*THE PROBLEM*
Where the line with "Can you see the person's gloved" appears in the records below, start there and transcribe each line exactly through the last.

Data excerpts

· · · · ·

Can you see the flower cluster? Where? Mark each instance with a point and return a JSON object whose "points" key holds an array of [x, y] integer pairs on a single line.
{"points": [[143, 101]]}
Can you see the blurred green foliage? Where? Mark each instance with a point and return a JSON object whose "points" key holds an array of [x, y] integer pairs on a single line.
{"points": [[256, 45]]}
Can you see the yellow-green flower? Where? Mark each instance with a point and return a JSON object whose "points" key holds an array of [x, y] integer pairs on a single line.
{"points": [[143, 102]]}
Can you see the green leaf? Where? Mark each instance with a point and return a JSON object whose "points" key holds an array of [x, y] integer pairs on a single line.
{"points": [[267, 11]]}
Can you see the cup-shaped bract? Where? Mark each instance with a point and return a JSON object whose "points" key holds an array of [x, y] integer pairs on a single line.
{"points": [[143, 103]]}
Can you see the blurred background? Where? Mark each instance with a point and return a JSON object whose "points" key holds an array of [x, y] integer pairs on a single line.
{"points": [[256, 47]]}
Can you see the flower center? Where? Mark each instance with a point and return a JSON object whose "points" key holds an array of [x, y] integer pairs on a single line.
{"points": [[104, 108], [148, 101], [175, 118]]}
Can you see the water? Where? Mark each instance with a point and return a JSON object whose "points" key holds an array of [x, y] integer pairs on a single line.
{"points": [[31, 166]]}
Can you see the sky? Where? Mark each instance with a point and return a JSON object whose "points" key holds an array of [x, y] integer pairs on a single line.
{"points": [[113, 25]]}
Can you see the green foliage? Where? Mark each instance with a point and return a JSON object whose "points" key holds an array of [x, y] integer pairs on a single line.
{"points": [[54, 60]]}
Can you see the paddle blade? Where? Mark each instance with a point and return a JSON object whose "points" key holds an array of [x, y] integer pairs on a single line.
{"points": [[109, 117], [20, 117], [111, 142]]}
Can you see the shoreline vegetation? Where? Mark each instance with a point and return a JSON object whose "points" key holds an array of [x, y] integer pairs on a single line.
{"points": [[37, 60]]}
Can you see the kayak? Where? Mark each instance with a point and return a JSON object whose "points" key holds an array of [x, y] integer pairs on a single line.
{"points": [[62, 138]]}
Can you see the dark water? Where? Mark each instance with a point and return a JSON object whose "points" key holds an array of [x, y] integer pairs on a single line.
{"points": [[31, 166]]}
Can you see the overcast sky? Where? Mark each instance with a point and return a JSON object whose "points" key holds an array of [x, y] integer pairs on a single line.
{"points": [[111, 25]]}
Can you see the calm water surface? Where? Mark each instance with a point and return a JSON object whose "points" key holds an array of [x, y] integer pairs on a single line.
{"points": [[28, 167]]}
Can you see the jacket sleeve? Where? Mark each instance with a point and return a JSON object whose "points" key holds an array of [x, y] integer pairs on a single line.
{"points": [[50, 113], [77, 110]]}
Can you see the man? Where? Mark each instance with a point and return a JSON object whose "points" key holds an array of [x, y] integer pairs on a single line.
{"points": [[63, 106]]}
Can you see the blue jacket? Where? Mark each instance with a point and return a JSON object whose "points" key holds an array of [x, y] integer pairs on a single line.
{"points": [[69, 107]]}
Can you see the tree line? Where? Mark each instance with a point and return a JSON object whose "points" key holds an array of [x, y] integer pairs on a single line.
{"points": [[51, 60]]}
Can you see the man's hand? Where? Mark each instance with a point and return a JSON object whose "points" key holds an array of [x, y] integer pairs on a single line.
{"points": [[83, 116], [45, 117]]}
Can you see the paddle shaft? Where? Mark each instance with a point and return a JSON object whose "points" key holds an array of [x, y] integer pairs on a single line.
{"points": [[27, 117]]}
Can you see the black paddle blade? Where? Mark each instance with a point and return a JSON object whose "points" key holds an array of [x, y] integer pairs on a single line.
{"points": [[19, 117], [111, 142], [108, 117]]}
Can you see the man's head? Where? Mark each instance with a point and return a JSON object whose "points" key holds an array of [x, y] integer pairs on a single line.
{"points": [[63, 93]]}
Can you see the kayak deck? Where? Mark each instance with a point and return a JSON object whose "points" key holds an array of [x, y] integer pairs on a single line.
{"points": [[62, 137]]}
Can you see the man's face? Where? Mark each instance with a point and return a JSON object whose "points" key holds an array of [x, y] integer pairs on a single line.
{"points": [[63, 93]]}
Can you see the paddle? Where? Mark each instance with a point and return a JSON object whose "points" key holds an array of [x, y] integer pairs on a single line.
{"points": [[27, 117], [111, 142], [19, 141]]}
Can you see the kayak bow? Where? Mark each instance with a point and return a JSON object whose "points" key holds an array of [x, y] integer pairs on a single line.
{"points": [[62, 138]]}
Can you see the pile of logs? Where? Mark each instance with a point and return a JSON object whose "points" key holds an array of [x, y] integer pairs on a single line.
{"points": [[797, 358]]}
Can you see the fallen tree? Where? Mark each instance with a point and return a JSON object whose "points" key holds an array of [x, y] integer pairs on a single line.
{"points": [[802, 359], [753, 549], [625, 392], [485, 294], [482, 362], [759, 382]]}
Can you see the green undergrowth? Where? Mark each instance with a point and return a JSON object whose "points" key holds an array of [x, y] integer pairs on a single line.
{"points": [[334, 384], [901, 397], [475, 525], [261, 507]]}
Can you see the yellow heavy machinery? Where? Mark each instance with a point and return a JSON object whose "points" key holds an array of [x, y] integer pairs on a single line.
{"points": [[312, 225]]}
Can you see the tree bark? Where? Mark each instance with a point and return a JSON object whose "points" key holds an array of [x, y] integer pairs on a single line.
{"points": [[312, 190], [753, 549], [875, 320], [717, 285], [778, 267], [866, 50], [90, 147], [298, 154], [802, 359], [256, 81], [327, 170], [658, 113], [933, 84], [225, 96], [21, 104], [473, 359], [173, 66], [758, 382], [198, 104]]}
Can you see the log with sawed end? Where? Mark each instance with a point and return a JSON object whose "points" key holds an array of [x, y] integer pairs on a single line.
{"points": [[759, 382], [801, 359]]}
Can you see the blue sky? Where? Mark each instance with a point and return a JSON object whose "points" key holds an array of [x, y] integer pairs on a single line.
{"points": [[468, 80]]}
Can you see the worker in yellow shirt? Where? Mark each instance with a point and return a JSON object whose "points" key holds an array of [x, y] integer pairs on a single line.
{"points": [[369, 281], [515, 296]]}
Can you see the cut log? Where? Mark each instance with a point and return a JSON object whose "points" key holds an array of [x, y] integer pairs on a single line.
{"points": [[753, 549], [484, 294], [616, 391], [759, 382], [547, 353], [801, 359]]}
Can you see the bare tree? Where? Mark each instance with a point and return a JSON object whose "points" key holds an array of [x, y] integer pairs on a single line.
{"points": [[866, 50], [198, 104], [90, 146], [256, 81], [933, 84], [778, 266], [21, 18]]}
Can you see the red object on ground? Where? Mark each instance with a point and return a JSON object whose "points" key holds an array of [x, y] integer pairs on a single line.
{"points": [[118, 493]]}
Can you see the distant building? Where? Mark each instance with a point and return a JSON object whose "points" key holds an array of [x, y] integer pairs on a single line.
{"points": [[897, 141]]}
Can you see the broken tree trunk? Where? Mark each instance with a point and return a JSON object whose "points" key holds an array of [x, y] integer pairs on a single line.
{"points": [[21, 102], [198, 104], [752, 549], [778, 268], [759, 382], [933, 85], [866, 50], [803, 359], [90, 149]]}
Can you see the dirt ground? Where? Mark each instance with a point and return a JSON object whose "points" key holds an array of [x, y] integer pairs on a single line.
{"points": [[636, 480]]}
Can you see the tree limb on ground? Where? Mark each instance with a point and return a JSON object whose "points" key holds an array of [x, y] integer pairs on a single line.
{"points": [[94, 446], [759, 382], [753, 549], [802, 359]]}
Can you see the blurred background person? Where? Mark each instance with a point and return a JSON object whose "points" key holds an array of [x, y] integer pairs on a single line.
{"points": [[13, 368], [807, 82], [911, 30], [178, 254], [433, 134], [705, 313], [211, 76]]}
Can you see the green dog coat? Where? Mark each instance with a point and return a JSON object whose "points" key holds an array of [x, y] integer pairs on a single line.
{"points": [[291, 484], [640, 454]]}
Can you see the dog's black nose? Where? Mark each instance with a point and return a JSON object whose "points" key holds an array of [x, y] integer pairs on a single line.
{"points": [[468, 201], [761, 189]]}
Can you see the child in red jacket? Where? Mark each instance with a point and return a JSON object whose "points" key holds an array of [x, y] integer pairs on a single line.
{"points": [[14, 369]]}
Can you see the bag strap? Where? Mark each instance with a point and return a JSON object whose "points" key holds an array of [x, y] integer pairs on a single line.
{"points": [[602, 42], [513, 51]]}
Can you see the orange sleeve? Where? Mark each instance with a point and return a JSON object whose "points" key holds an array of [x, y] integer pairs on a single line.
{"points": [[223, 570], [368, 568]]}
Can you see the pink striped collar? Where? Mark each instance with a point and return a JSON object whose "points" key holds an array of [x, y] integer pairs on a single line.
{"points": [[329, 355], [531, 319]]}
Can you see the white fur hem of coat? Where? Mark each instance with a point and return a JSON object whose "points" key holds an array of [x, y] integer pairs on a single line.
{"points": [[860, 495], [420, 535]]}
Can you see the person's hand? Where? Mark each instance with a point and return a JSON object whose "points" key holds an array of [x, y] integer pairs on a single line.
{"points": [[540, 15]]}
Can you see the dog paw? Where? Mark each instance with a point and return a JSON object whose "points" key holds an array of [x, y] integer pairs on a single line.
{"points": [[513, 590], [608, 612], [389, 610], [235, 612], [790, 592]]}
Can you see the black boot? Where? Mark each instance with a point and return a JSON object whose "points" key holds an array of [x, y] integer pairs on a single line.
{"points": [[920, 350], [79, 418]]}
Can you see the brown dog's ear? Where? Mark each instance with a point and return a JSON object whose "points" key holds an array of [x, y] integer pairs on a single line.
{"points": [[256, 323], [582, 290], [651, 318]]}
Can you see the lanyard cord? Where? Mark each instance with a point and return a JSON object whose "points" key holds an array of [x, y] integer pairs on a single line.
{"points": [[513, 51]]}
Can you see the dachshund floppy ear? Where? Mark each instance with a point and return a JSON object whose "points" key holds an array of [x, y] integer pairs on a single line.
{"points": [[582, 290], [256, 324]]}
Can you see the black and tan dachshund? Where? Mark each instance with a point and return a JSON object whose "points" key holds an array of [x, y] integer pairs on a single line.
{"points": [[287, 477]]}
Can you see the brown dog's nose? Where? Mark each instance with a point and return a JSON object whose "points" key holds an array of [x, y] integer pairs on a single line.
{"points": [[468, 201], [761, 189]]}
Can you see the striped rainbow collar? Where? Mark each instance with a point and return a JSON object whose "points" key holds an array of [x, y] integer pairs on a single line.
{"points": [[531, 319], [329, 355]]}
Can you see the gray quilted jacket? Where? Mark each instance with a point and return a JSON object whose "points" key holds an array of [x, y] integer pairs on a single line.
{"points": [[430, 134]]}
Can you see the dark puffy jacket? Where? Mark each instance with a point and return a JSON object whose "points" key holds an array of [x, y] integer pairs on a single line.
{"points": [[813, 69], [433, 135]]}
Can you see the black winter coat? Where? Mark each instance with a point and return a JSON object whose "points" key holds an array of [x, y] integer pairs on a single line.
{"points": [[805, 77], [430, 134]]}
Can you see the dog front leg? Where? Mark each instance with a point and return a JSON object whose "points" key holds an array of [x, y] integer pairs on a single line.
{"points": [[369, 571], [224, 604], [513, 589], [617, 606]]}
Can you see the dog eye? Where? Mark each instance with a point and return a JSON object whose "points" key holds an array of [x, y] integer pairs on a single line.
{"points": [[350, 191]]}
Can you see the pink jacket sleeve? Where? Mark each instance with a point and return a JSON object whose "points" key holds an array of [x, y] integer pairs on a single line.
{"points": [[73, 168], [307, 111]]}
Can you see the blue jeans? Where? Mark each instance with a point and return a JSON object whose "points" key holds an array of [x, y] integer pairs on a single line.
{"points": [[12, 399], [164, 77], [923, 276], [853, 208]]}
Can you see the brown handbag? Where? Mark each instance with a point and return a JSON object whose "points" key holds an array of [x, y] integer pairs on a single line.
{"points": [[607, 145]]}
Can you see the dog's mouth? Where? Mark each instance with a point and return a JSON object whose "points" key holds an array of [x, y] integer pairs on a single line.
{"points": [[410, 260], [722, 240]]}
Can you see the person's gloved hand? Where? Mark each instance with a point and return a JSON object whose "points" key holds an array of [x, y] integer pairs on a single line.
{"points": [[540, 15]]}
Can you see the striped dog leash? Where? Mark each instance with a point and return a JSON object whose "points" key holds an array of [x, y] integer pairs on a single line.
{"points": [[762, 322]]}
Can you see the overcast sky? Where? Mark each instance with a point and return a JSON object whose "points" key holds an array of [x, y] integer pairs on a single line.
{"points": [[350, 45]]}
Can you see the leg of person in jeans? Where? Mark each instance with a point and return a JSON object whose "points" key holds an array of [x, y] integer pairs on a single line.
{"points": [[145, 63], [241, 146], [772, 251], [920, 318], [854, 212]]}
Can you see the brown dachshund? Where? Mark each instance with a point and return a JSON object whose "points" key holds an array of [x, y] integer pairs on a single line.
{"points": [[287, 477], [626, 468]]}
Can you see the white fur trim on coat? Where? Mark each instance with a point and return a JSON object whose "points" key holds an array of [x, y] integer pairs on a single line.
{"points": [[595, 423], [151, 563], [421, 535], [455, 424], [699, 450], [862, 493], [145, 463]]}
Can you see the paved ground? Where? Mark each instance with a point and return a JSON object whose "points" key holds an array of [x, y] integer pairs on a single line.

· · · · ·

*EXERCISE RESPONSE*
Can you see the person's gloved hand? Where? Mark each instance with a point and return a JSON object whose "points" key holds an array of [x, y] integer pairs on a single line.
{"points": [[540, 15]]}
Can you see the striped dog leash? Where? Mark each instance with a point and return a JSON object whose "points" key holds an array of [x, y] integer pairs on a single line.
{"points": [[762, 322]]}
Can you see the overcast sky? Where? Mark each instance with a point and return a JSON object whose "points" key holds an array of [x, y] integer pairs on a single line.
{"points": [[350, 45]]}
Can you see the leg of person in jeans? Where? Mark each instance with a point and return a JSON object whose "points" key holds an array of [x, y] integer pairs on a single line.
{"points": [[145, 63], [241, 146], [772, 251], [920, 318], [854, 212]]}
Can you see the brown dachshund? Where? Mark each instance with a point and return a JSON object whose "points" key holds an array of [x, y] integer pairs on a single line.
{"points": [[287, 477], [626, 468]]}
Can you see the white fur trim on coat? Where? Mark each instance with a point and return a JSON object whose "points" key holds an array of [x, y] integer pairs on a single line.
{"points": [[595, 423], [151, 563], [421, 535], [455, 424], [699, 450], [862, 493], [145, 463]]}
Can you see the paved ground? Where? Mark each instance with a point and return a JSON object whose "points" key holds an array of [x, y] integer pairs on a single line.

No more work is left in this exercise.